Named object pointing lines
>> BEGIN

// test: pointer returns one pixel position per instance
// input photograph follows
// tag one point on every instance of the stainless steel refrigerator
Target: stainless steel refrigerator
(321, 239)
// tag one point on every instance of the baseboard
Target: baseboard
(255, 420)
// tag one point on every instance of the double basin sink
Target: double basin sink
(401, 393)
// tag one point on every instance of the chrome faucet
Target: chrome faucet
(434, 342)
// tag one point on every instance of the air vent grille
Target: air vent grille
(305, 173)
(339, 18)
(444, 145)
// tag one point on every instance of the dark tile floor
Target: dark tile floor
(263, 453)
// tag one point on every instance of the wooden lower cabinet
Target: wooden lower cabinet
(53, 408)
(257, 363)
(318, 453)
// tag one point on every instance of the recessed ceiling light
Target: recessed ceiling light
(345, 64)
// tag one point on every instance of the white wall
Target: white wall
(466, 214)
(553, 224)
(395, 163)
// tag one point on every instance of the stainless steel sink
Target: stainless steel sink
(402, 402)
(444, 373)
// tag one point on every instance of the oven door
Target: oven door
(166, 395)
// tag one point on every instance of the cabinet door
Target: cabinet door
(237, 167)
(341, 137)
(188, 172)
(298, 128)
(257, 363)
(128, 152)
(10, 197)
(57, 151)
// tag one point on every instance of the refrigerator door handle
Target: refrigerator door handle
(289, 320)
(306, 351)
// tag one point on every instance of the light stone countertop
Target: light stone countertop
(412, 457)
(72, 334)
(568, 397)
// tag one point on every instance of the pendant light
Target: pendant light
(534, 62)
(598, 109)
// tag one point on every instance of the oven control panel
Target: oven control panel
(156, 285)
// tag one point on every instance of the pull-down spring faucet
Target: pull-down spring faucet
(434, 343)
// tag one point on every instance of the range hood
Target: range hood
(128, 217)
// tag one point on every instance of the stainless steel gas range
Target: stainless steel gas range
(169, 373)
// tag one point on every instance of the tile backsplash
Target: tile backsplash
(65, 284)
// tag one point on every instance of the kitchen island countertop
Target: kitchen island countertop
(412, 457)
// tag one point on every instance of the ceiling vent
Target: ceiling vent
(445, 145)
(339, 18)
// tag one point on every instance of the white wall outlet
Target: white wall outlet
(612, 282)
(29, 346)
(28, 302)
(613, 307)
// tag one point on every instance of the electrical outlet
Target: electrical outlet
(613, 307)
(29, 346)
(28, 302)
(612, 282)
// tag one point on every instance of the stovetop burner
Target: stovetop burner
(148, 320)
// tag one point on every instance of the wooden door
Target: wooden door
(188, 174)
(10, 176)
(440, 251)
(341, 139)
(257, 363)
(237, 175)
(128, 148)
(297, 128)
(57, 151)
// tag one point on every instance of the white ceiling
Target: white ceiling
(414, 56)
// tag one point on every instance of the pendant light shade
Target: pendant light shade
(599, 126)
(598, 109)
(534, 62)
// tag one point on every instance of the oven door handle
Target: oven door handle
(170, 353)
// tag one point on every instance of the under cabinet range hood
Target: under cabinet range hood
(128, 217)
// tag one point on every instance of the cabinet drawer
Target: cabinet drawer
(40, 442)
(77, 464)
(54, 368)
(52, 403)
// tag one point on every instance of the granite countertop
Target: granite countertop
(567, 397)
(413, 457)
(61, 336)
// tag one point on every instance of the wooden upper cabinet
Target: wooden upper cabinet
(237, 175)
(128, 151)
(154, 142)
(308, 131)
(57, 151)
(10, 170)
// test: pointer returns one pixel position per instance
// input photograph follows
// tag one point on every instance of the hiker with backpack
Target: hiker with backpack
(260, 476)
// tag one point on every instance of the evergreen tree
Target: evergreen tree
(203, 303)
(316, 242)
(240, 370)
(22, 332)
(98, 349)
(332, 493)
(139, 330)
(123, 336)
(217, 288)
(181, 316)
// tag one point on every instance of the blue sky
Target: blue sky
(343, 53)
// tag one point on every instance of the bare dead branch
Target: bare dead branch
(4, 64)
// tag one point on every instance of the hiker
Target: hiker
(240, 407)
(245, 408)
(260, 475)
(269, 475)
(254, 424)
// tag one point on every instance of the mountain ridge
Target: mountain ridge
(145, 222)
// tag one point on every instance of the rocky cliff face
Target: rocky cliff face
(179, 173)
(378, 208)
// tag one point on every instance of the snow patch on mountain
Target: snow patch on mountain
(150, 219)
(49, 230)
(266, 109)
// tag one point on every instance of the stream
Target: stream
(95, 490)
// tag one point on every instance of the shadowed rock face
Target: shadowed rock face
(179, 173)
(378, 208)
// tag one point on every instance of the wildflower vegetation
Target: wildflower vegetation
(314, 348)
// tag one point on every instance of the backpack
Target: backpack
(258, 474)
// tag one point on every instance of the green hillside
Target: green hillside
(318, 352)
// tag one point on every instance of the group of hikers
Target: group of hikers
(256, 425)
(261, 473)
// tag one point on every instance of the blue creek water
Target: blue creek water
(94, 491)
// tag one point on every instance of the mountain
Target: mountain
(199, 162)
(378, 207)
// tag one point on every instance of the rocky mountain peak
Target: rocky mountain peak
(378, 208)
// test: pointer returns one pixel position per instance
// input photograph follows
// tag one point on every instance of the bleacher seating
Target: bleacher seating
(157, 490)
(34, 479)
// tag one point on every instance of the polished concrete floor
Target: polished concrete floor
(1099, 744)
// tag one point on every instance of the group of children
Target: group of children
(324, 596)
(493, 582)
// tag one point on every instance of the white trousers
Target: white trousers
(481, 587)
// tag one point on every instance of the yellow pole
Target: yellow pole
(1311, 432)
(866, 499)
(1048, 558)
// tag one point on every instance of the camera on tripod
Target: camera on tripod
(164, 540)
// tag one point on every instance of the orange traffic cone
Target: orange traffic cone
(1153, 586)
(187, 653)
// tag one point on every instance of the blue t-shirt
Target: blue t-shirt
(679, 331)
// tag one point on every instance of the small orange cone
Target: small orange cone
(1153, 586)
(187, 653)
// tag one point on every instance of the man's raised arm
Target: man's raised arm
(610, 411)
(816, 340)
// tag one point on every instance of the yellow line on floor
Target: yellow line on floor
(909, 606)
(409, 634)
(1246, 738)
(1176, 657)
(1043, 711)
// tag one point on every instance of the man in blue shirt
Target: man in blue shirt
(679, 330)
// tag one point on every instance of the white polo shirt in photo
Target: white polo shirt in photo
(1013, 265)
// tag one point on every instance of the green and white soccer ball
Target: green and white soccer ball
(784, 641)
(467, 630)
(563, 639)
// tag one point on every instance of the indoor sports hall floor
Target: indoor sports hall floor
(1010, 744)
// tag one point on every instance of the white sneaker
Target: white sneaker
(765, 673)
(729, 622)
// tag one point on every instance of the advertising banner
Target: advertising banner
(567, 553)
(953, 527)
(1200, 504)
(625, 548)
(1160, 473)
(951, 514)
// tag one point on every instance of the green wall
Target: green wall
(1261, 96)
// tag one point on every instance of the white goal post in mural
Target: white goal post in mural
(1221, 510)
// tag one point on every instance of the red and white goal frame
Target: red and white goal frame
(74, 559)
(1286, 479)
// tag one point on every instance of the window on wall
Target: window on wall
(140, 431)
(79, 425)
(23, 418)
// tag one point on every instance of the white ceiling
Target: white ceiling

>> END

■ The problem
Copy out all of the lines above word for word.

■ Output of the exercise
// test: pointer returns one pixel position per instance
// input photograph follows
// tag one point on every instance of the stainless steel refrigerator
Target: stainless steel refrigerator
(321, 239)
// tag one point on every instance of the baseboard
Target: baseboard
(255, 420)
// tag one point on every instance of the double basin sink
Target: double basin sink
(401, 393)
// tag one point on every instance of the chrome faucet
Target: chrome faucet
(434, 342)
// tag one point on every instance of the air vent grille
Target: air vent grille
(305, 173)
(339, 18)
(444, 145)
// tag one point on every instance of the dark tile floor
Target: dark tile floor
(263, 453)
// tag one point on every instance of the wooden lower cabinet
Target: wooden lower cabinet
(53, 408)
(257, 363)
(318, 453)
// tag one point on every instance of the recessed ceiling light
Target: recessed ceiling light
(345, 64)
// tag one point on every instance of the white wall
Target: white wall
(466, 214)
(553, 224)
(395, 163)
// tag one point on every instance of the stainless steel sink
Target: stainless steel sink
(402, 402)
(444, 373)
// tag one point on every instance of the oven door
Target: oven door
(166, 395)
// tag one point on every instance of the cabinet door
Target: cabinet door
(237, 167)
(341, 137)
(188, 172)
(298, 128)
(257, 363)
(128, 152)
(10, 197)
(57, 151)
// tag one point on every instance of the refrigerator door handle
Target: refrigerator door handle
(289, 320)
(306, 351)
// tag one point on every instance of the light stone countertop
Target: light stone countertop
(412, 457)
(72, 334)
(568, 397)
// tag one point on every instance of the pendant light
Target: pendant light
(534, 62)
(598, 109)
// tag one point on every instance of the oven control panel
Target: oven control panel
(156, 285)
// tag one point on every instance of the pull-down spring faucet
Target: pull-down spring faucet
(434, 343)
// tag one point on every instance of the range hood
Target: range hood
(128, 217)
// tag one point on every instance of the stainless steel gas range
Target: stainless steel gas range
(169, 373)
// tag one point on every instance of the tile backsplash
Target: tile backsplash
(65, 284)
// tag one point on every instance of the kitchen island countertop
Target: kitchen island countertop
(412, 457)
// tag one point on every instance of the ceiling vent
Target: ceiling vent
(445, 145)
(339, 18)
// tag one point on every instance of the white wall outlet
Target: white wall outlet
(612, 282)
(29, 346)
(28, 302)
(613, 307)
// tag one point on every instance of the electrical outlet
Target: electrical outlet
(613, 307)
(29, 346)
(28, 302)
(612, 282)
// tag one point on every instance of the stovetop burner
Target: stovetop burner
(148, 320)
// tag one point on every instance of the wooden door
Target: wooden door
(188, 174)
(10, 176)
(440, 251)
(341, 139)
(257, 363)
(237, 175)
(128, 148)
(297, 128)
(57, 151)
// tag one point on every instance of the white ceiling
Target: white ceiling
(414, 56)
// tag one point on every instance of the pendant light shade
Target: pendant light shade
(599, 126)
(598, 109)
(534, 62)
// tag one point on every instance of the oven door handle
Target: oven door handle
(170, 353)
// tag one point on every instance of the under cabinet range hood
Target: under cabinet range hood
(128, 217)
// tag one point on every instance of the cabinet drawer
Target: cabinet drawer
(40, 442)
(77, 464)
(54, 368)
(52, 403)
// tag one point on every instance of the granite countertop
Target: granite countertop
(567, 397)
(413, 457)
(61, 336)
// tag one point on every instance of the wooden upper cabinet
Target: wooden upper cabinet
(237, 175)
(128, 151)
(154, 142)
(308, 131)
(57, 151)
(10, 170)
// test: pointer returns one pixel position per instance
// input photograph follows
// tag one point on every instance of the hiker with backpack
Target: hiker with backpack
(260, 476)
// tag one point on every instance of the evergreen tree
Target: evergreen tree
(203, 303)
(316, 242)
(240, 370)
(22, 332)
(98, 349)
(332, 493)
(139, 330)
(123, 336)
(217, 288)
(181, 316)
// tag one point on every instance of the blue sky
Target: blue sky
(343, 53)
// tag one point on every instance of the bare dead branch
Target: bare dead branch
(4, 64)
// tag one point on every instance of the hiker
Target: hiker
(240, 407)
(245, 408)
(260, 475)
(269, 475)
(254, 424)
// tag one point on every instance of the mountain ridge
Target: mountain ridge
(145, 222)
// tag one point on every instance of the rocky cliff face
Target: rocky cliff face
(179, 173)
(378, 208)
// tag one point on every instance of the snow patch on mountain
Target: snow patch on mountain
(150, 219)
(49, 230)
(266, 109)
// tag one point on every instance of the stream
Target: stream
(95, 490)
// tag one point on every instance of the shadowed rock face
Target: shadowed rock face
(179, 173)
(378, 208)
// tag one point on every instance of the wildflower vegetation
Target: wildflower vegetation
(314, 348)
// tag one point on every instance of the backpack
Target: backpack
(258, 474)
// tag one point on every instance of the green hillside
Target: green hillside
(318, 352)
// tag one point on every instance of the group of hikers
Target: group of hikers
(256, 425)
(261, 473)
// tag one point on every instance of the blue creek water
Target: blue creek water
(94, 491)
// tag one point on every instance of the mountain
Target: mountain
(199, 162)
(378, 207)
// tag one point on every instance of the rocky mountain peak
Target: rocky mountain peak
(378, 208)
// test: pointer returns one pixel position per instance
// input photograph follows
// tag one point on every instance of the bleacher seating
Target: bleacher seating
(157, 490)
(34, 479)
// tag one point on every instance of the polished concrete floor
Target: polished concrete floor
(1099, 744)
// tag one point on every instance of the group of children
Target: group of children
(324, 596)
(493, 582)
// tag one point on every instance of the white trousers
Target: white trousers
(481, 587)
// tag one point on every instance of the yellow pole
Target: yellow pole
(1311, 432)
(866, 499)
(1048, 558)
// tag one point on every instance of the camera on tripod
Target: camera on tripod
(164, 540)
// tag one point on every instance of the orange traffic cone
Target: orange traffic cone
(1153, 586)
(187, 653)
// tag one point on every instance of the blue t-shirt
Target: blue t-shirt
(679, 331)
// tag one point on every instance of the small orange cone
Target: small orange cone
(1153, 586)
(187, 653)
// tag one point on every instance of the man's raised arm
Target: man's raised arm
(610, 411)
(816, 340)
// tag one point on every instance of the yellow line on floor
Target: yellow line on floor
(909, 606)
(409, 634)
(1246, 738)
(1176, 657)
(1043, 711)
// tag one point on every instance of the man in blue shirt
Target: man in blue shirt
(679, 330)
// tag one point on every instance of the white polo shirt in photo
Target: white polo shirt in photo
(1013, 265)
// tag one point on every instance of the green and white soccer ball
Target: green and white soccer ball
(784, 641)
(467, 630)
(563, 639)
// tag one point on every instance of the indoor sports hall floor
Target: indoor sports hall floor
(1010, 744)
// tag one point on every instance of the white sneaker
Target: white sneaker
(765, 673)
(729, 622)
// tag one point on every instance of the advertising banner
Target: advertising banner
(567, 553)
(953, 527)
(1200, 504)
(625, 548)
(1160, 473)
(951, 514)
// tag one point on every instance of the green wall
Target: green wall
(1261, 96)
// tag one point on every instance of the white goal post in mural
Target: white goal post in mural
(1221, 510)
// tag one point on every instance of the red and white goal frame
Target: red and white goal frame
(74, 559)
(1286, 479)
// tag one point on every instance of the window on wall
Target: window on wall
(140, 431)
(79, 425)
(23, 418)
// tag one point on every instance of the white ceiling
Target: white ceiling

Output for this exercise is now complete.